Work to complete: The lines to be copied run from the one containing "the rocky shore" to the end of the material below; reproduce them exactly, including both ends, and nothing more.

Listing:
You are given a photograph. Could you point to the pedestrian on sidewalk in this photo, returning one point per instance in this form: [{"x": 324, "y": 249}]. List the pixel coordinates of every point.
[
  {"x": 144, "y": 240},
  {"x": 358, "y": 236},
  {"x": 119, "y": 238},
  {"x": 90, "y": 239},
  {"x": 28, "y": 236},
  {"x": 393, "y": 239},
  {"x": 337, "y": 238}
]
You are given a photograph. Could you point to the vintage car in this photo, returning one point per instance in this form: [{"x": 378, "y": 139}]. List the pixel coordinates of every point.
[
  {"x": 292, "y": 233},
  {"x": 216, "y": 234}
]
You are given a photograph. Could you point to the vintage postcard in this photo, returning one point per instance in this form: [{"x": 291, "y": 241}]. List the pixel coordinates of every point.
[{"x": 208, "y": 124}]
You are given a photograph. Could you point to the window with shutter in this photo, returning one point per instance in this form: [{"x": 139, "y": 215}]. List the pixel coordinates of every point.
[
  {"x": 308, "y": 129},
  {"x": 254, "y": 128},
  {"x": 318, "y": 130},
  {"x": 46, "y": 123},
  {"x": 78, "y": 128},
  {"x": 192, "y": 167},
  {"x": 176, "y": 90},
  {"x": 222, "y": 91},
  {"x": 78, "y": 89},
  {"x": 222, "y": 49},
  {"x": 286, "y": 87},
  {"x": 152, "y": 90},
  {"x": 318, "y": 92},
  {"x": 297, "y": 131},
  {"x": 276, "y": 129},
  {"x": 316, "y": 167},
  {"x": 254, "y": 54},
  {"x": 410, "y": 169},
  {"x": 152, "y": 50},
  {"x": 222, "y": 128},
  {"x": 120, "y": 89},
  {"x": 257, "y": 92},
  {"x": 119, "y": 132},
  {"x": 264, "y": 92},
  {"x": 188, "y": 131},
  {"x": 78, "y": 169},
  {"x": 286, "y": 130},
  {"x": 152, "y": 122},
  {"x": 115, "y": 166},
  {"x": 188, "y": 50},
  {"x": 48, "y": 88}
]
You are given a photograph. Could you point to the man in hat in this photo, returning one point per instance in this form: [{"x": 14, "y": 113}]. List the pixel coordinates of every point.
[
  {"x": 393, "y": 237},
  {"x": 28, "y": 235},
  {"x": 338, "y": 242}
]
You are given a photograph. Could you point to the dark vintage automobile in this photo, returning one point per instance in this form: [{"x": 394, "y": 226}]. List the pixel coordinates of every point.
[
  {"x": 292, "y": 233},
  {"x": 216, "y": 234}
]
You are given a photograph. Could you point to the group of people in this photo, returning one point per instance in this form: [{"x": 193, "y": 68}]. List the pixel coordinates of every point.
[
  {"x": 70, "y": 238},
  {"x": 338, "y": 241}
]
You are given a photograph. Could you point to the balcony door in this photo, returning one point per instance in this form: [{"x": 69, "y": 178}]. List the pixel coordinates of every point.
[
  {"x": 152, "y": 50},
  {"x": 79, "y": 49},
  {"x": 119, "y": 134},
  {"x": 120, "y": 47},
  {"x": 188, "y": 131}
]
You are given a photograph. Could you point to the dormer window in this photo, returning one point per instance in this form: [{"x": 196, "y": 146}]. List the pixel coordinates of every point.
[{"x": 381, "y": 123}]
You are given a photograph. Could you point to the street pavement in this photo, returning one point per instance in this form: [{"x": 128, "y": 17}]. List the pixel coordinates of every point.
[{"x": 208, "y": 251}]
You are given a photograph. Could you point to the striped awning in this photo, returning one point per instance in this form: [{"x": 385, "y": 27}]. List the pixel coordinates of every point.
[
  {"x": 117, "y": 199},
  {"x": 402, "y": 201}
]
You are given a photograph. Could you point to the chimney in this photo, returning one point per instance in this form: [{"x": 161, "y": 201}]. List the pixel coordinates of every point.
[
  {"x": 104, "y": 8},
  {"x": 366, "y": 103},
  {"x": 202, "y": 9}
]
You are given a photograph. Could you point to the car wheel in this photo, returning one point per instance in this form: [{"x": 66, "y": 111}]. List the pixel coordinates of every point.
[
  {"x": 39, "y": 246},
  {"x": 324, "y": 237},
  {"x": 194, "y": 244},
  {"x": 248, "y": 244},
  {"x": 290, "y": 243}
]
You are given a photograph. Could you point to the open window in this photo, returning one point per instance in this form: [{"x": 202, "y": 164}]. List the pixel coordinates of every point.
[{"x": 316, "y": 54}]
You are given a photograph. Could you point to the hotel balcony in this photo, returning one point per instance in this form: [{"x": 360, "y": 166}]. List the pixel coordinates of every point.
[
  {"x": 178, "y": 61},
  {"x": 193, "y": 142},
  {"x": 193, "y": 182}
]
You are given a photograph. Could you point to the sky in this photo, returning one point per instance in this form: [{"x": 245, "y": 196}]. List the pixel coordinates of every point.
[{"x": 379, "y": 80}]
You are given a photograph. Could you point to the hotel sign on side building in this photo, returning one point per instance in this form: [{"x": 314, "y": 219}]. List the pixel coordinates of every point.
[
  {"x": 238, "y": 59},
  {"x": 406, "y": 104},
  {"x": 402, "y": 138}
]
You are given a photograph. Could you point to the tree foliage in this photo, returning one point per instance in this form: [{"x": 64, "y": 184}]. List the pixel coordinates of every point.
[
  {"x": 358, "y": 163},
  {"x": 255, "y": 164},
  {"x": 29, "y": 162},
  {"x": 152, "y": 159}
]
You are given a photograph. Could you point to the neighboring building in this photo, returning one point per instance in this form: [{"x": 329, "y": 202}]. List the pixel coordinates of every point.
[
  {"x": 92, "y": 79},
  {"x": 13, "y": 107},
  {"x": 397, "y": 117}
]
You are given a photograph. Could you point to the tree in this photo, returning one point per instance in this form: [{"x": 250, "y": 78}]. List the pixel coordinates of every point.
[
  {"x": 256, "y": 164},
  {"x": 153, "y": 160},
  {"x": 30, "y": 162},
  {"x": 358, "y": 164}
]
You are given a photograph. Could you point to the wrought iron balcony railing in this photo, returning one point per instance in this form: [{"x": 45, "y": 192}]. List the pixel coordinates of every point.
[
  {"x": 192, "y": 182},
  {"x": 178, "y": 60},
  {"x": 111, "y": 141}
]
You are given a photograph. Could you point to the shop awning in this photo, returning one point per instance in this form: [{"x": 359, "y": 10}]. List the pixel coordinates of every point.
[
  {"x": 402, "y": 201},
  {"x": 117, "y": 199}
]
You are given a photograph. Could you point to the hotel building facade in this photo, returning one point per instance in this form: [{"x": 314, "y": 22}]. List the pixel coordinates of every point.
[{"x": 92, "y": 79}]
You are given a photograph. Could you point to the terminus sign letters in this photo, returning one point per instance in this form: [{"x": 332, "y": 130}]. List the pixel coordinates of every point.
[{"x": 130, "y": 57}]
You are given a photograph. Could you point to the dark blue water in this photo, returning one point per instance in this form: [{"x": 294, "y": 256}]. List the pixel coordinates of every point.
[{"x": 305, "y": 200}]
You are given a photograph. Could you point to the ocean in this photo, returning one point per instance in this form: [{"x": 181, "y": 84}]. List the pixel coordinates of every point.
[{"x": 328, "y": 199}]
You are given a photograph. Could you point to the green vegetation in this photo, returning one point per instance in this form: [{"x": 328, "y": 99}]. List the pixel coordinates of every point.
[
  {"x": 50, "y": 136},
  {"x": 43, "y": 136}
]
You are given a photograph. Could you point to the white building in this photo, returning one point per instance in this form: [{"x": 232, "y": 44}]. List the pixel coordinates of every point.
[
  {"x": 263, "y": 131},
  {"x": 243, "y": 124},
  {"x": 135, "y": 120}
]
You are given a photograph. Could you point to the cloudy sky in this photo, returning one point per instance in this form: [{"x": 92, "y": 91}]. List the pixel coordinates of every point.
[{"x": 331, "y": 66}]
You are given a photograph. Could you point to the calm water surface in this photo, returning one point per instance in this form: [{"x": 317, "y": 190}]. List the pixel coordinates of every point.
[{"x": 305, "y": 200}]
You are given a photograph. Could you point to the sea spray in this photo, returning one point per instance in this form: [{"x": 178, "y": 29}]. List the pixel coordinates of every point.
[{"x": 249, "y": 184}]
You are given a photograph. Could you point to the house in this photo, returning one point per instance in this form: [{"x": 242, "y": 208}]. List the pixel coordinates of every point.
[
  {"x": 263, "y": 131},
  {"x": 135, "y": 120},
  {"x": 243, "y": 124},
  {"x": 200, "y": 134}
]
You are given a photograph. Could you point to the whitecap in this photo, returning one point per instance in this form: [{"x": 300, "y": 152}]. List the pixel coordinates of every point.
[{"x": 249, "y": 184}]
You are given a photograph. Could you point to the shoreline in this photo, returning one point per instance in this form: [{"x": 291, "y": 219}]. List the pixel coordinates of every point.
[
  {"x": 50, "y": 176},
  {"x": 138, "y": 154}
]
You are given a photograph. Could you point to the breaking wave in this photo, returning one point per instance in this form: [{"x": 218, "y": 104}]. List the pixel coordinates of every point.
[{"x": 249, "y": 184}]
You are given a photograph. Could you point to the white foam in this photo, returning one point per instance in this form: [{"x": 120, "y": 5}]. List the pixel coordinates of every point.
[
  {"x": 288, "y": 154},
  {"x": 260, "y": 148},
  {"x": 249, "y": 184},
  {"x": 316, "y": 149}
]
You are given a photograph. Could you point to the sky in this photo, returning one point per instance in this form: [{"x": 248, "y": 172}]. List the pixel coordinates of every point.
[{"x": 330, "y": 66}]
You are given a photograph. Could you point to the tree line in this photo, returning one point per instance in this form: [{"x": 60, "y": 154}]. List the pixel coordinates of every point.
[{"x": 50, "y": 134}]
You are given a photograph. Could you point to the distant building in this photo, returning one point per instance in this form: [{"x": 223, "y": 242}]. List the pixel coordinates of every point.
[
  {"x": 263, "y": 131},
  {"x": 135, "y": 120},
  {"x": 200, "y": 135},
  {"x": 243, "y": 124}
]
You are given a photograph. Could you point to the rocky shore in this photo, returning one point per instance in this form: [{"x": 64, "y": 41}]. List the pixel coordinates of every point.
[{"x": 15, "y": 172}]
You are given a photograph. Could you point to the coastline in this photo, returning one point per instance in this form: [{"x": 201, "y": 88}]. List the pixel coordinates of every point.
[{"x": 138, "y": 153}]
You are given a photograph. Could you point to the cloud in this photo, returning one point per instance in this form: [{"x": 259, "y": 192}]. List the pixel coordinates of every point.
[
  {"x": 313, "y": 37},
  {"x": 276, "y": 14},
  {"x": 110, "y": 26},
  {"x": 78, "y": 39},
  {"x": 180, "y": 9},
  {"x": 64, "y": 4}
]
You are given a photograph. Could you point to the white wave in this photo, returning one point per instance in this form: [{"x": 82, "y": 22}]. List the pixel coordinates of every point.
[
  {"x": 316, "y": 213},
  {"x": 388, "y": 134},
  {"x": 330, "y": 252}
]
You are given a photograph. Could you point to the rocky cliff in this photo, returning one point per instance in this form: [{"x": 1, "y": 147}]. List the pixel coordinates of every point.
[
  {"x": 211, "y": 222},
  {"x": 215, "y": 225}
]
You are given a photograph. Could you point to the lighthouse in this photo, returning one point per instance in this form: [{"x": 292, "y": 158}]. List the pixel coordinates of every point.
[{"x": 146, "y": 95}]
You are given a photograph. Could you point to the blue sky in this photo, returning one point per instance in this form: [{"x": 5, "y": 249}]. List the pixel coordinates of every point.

Output of the exercise:
You are given a photograph. Could you point to the rocky shore in this photo, returning one point per instance in this form: [{"x": 64, "y": 41}]. List the pixel coordinates of every point.
[{"x": 15, "y": 172}]
You are given a photograph. Could you point to the coastline in this photo, returning one point per instance in this form: [{"x": 201, "y": 88}]. List the pixel coordinates of every point.
[{"x": 138, "y": 153}]
You are given a photograph. Could you point to the cloud in this photo, returning one point per instance in this form: [{"x": 259, "y": 192}]. List the pixel coordinates of every point.
[
  {"x": 313, "y": 37},
  {"x": 276, "y": 14},
  {"x": 110, "y": 26},
  {"x": 78, "y": 39},
  {"x": 180, "y": 9},
  {"x": 64, "y": 4}
]
You are given a photograph. Could you point to the white wave in this photo, returning one point per instance in this form: [{"x": 82, "y": 22}]. List the pixel coordinates of every point.
[
  {"x": 316, "y": 213},
  {"x": 388, "y": 134},
  {"x": 330, "y": 252}
]
You are given a photograph. Could you point to the rocky cliff in this photo, returning one point per instance in this form: [{"x": 1, "y": 147}]. List the pixel coordinates of every point.
[
  {"x": 211, "y": 222},
  {"x": 215, "y": 225}
]
You are given a photograph. Could you point to the lighthouse in this photo, returning one point per instance in this form: [{"x": 292, "y": 158}]. List the pixel coordinates of every point.
[{"x": 146, "y": 95}]
You are given a photograph. Could you point to the blue sky in this photo, returning one point per instance in this form: [{"x": 5, "y": 249}]. List the pixel coordinates of every point.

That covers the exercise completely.